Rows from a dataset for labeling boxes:
********

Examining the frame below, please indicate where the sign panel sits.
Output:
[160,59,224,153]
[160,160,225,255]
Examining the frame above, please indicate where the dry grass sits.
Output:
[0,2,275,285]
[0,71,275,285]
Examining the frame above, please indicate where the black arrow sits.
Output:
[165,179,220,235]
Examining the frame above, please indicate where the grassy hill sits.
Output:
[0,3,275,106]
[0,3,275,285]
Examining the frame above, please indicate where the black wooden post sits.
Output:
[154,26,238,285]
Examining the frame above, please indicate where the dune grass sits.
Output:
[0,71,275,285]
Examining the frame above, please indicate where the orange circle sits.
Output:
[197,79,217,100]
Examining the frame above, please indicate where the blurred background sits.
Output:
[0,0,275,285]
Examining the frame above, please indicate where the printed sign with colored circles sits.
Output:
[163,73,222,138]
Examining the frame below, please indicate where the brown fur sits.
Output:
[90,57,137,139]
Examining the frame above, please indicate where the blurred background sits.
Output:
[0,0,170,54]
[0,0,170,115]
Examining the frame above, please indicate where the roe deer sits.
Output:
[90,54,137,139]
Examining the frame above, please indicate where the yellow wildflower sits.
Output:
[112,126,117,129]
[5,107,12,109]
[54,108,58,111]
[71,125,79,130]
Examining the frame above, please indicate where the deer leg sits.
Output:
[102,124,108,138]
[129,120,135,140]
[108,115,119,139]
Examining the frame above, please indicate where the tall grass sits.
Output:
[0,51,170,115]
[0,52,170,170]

********

▶ Goal
List every line in the records above that contains the word "below", treating uppercase and lowercase as different.

▶ Output for this task
Examining the frame below, please indicate where the sign panel sits.
Examining the frame below, please indicate where the brown fur sits.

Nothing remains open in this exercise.